* **本文**:
------

五感を研ぎ澄ますと
昨年、少年少女向けの野外体験学習プログラムというものにちょっと縁があって、さわりだけ付き合う機会があった。
海辺の林の中で、インストラクターが 「目を閉じて耳を澄ませてください。さあ、何種類の音が聞こえるか、指を折って数えてみましょう」 という。試しに私もやってみた。
初めのうちは人間の立てる音しか聞こえない。周りの人間の小さな話し声、林の中の落ち葉を踏むカサコソいう音、そして、遠くの国道を走る車の音。しかし、すぐに驚くほど豊かな音の世界に、自分が包まれていることがわかってくる。
風の音が聞こえる。まるで自然が呼吸をしているように、強く、弱く、常に耳のそばで鳴っている。そして、その奥で通低音のように鳴っているのが、磯に打ち寄せる波の音だ。
小鳥たちの声も聞こえる。ツツピー、ピィ~、チュンチュン、チチチ ・・・。チュンチュンというのはスズメだろうが、その他は何という鳥かわからない。わからないが、鳴き声がそれぞれ違うので 4種類いることはわかる。そして、カアというカラスの声も聞こえる。これで鳥は 5種類だ。
さらに風が少し強まると聞こえる葉擦れの音。それも高い所と低い所では葉の種類が違うから、鳴る音も違う。少なくとも、12種類の音が確認できた。
しばらくして、子どもたちに何種類の音が聞こえたか、インストラクターが聞く。驚いたことに、ほとんどの子は 3~4種類の音しか聞いていない。話し声、足音、車の音、鳥の鳴き声ぐらいのものだ。
多くの子どもたちには、風の音が聞こえていない。さらに、鳥の鳴き声が聞き分けられず、1つの音にしか聞こえていない。葉擦れの音は意識すらされていない。これって、かなりやばいんじゃないかという気がした。
彼らは決して耳が悪いというわけじゃない。自然の音のちょっとした違いが聞き分けられないのは、彼らが普段、自然とあまり接していないので、違いを意識する訓練ができていないのだ。ハンバーガーしか食べていない子が、他の食材の微妙な味わいを理解できないようなものだろう。
私は昨日、約 10キロの道のりを歩いて、初もうでのはしごをした。途中は、車の往来の激しい県道を避け、ほとんど田んぼの中のあぜ道を歩いた。歩いているうちに、自然と対話している自分に気付いた。
日射しは常に変化している。急ぎ足なので太陽が現われれば汗ばむほどだが、雲に隠れればとたんに冷え冷えとする。その雲は、地形にも似た上空の大気の状態を見せてくれている。

------

保存済み項目:
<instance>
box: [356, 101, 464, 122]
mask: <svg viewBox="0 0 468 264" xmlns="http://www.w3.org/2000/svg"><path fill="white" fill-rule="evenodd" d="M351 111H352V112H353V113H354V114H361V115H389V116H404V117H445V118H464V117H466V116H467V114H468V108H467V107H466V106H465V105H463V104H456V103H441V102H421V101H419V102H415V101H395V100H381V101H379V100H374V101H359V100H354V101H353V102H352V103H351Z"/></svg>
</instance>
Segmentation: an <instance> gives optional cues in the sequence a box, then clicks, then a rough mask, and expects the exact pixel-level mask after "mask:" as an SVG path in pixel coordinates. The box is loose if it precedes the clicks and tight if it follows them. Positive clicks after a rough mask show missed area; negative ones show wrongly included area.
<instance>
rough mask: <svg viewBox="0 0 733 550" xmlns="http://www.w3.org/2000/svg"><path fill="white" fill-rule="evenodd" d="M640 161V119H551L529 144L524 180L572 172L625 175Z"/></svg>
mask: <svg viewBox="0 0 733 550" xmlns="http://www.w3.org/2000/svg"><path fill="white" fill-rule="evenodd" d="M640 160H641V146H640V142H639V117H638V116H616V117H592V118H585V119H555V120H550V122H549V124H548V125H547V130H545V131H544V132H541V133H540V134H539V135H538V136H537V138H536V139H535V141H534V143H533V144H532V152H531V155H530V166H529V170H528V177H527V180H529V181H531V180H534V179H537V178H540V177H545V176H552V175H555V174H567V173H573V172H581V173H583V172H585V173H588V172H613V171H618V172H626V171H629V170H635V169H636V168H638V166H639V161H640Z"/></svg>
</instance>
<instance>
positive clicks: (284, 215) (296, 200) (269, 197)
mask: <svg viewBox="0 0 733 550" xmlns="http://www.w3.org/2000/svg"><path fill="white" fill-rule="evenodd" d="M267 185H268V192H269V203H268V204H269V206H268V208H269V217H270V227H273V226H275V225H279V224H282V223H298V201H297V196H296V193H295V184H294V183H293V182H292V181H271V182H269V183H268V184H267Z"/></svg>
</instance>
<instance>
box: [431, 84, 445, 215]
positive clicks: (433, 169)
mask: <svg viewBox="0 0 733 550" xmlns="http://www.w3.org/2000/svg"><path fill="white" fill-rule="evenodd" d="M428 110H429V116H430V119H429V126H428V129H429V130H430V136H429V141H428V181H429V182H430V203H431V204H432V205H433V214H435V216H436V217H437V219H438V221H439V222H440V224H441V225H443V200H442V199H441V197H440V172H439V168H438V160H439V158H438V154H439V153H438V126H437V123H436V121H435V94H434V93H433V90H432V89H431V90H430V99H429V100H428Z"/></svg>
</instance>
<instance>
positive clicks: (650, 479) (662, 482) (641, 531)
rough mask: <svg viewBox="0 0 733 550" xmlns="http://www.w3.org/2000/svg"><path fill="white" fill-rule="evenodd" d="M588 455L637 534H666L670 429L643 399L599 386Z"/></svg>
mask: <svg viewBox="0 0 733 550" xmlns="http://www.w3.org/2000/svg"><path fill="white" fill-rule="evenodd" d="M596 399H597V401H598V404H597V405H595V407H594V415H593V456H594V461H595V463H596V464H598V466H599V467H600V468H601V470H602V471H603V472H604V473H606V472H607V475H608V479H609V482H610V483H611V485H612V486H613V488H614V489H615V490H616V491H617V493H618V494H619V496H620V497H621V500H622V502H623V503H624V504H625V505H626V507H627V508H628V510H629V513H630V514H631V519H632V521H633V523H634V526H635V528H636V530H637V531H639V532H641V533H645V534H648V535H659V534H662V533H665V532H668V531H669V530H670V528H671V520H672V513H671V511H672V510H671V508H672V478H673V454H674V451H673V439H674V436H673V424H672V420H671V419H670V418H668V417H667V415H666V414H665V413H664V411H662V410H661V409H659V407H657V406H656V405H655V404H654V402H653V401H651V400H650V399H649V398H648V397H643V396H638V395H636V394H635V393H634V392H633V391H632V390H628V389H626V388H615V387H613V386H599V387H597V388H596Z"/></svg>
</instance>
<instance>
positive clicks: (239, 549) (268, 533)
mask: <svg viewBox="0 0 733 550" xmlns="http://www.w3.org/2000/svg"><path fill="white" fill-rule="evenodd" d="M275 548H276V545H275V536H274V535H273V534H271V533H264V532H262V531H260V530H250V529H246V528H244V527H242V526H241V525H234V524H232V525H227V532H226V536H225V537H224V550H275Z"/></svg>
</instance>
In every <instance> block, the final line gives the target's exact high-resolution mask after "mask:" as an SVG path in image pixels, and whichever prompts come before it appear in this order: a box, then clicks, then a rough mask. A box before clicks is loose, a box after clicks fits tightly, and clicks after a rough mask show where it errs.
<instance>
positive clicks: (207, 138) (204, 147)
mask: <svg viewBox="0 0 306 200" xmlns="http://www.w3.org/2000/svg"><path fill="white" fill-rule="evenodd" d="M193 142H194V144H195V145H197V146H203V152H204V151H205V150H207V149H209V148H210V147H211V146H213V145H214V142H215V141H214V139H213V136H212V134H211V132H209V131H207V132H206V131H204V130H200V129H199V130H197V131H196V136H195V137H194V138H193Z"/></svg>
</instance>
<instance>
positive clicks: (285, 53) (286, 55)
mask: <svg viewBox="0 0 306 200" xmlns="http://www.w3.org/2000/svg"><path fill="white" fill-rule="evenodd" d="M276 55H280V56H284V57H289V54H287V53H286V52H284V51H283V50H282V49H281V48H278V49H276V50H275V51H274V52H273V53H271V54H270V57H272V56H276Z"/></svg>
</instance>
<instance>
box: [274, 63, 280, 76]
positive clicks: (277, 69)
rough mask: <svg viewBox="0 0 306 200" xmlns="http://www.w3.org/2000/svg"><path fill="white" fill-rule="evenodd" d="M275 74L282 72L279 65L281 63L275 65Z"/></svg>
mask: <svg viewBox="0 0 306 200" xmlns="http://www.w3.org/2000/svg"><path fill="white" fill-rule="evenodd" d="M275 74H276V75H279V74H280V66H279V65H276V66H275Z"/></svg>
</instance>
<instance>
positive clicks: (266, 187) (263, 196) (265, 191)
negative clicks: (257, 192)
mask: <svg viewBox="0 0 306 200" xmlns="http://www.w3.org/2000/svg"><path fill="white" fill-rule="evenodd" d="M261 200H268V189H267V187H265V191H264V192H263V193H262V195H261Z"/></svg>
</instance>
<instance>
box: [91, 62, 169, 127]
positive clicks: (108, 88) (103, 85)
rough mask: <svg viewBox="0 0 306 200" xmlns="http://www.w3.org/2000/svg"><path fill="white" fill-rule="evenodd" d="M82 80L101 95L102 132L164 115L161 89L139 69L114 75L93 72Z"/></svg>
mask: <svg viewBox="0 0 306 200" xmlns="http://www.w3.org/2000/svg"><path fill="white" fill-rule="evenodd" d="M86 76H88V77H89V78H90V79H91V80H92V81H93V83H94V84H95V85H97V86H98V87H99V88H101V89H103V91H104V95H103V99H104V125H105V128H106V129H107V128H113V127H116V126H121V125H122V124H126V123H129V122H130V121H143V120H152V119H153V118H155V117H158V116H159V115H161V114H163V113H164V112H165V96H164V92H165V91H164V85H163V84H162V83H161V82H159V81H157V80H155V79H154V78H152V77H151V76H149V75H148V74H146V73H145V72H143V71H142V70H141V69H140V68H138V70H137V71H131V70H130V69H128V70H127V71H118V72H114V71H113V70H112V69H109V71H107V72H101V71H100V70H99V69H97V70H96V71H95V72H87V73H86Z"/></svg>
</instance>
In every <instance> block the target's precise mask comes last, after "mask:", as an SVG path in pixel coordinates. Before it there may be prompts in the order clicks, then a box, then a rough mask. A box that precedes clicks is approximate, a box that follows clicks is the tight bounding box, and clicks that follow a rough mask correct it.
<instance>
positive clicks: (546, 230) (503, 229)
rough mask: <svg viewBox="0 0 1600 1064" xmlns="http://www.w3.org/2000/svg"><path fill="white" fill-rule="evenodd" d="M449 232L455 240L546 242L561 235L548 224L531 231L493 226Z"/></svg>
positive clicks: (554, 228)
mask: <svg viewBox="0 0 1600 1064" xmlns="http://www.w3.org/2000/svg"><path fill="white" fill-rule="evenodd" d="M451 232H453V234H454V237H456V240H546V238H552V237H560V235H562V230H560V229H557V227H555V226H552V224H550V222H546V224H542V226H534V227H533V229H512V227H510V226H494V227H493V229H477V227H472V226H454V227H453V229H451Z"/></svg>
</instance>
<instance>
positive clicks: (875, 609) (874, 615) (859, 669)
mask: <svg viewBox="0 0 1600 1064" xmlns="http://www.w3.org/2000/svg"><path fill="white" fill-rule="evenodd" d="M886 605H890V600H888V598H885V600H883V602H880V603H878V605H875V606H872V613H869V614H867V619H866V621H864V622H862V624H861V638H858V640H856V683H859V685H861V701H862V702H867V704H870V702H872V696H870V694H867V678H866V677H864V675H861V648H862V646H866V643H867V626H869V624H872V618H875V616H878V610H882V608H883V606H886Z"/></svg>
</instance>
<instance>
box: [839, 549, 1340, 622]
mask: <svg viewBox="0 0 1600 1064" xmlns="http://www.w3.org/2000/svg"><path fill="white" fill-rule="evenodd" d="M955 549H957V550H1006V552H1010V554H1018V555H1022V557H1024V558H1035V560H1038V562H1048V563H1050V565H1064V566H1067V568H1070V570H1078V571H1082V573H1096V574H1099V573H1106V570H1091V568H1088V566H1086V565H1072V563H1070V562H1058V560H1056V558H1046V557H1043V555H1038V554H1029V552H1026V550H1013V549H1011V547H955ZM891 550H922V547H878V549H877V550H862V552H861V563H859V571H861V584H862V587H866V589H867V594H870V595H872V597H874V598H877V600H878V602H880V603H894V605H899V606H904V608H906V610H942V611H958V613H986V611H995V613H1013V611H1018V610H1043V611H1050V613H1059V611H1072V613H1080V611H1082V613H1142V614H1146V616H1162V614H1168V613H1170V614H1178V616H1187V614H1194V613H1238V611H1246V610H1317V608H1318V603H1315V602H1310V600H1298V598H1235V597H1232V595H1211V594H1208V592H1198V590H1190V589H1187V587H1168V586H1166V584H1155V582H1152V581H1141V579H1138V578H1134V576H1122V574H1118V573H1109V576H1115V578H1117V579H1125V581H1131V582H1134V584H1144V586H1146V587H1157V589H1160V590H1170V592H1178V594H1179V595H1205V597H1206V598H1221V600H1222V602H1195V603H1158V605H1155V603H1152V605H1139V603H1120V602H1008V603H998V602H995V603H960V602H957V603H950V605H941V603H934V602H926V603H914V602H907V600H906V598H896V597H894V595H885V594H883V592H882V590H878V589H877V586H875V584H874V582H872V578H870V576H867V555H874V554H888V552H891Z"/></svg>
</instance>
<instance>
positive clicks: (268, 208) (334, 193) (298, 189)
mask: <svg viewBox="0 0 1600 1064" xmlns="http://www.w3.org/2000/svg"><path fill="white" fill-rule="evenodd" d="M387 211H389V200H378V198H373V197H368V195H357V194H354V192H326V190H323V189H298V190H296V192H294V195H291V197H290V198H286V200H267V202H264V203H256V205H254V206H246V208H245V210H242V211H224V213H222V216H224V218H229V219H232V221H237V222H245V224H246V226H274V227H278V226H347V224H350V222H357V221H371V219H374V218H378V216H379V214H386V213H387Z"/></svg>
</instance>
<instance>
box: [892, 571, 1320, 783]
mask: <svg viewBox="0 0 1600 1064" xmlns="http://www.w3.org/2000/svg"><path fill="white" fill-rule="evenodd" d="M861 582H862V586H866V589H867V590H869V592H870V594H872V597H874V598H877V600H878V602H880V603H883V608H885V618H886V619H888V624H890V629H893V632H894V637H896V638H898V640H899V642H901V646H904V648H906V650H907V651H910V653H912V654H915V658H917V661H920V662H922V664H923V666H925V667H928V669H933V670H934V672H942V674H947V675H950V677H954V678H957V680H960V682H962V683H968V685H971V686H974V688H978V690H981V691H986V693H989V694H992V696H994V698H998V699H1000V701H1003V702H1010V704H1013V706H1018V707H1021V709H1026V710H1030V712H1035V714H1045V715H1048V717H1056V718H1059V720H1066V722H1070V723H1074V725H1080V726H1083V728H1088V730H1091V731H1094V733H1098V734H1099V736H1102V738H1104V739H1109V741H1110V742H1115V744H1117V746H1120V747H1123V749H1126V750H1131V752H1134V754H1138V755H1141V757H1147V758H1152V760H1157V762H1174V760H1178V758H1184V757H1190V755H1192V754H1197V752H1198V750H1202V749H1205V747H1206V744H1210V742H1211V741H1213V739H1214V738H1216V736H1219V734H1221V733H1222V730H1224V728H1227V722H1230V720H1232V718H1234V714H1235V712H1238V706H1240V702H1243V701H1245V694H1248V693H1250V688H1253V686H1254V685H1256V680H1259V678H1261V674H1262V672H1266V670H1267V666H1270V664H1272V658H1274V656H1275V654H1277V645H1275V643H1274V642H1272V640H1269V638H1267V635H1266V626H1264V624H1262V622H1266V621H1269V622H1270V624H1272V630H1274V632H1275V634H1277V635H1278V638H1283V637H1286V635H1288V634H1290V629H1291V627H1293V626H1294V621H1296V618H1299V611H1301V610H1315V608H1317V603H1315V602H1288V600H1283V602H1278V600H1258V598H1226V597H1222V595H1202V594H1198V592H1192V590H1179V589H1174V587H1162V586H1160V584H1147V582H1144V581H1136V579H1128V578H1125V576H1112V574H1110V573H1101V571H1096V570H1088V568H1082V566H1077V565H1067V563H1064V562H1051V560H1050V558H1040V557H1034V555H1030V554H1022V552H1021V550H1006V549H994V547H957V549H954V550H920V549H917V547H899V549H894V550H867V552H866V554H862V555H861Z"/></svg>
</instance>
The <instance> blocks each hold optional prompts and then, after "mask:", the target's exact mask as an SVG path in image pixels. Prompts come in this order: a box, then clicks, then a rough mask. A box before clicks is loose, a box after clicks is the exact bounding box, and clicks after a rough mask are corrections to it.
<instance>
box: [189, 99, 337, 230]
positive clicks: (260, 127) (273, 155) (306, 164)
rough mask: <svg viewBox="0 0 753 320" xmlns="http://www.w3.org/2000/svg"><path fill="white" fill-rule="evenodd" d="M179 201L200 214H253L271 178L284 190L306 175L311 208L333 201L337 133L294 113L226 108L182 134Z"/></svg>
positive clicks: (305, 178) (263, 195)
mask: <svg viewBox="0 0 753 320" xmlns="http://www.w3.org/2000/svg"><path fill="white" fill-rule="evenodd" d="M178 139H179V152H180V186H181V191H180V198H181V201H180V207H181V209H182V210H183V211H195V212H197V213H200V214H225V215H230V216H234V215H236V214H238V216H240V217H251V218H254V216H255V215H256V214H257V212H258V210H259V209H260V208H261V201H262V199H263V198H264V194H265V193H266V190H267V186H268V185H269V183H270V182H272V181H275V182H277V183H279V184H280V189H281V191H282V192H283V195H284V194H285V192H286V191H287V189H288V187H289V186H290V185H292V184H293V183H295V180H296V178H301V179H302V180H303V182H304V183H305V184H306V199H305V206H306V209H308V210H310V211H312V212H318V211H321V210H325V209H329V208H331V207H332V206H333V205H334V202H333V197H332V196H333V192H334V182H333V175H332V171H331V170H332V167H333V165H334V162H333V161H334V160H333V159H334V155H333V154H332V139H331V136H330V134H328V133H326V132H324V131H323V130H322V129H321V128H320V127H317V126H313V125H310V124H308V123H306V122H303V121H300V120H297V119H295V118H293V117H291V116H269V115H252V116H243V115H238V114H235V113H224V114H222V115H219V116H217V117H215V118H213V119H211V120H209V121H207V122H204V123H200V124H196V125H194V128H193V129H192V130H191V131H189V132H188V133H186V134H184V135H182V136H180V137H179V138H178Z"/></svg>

------

* **作業指示**:
1 > 本文から、「しばらくして、子どもたちに何」から「対話している自分に気付いた。」までを、両端を含めて引用してください。
2 > 本文によると、筆者は林の中で少なくとも何種類の音を確認できたか。

* **解答一覧**:
1 >
しばらくして、子どもたちに何種類の音が聞こえたか、インストラクターが聞く。驚いたことに、ほとんどの子は 3~4種類の音しか聞いていない。話し声、足音、車の音、鳥の鳴き声ぐらいのものだ。
多くの子どもたちには、風の音が聞こえていない。さらに、鳥の鳴き声が聞き分けられず、1つの音にしか聞こえていない。葉擦れの音は意識すらされていない。これって、かなりやばいんじゃないかという気がした。
彼らは決して耳が悪いというわけじゃない。自然の音のちょっとした違いが聞き分けられないのは、彼らが普段、自然とあまり接していないので、違いを意識する訓練ができていないのだ。ハンバーガーしか食べていない子が、他の食材の微妙な味わいを理解できないようなものだろう。
私は昨日、約 10キロの道のりを歩いて、初もうでのはしごをした。途中は、車の往来の激しい県道を避け、ほとんど田んぼの中のあぜ道を歩いた。歩いているうちに、自然と対話している自分に気付いた。

2 > 少なくとも12種類。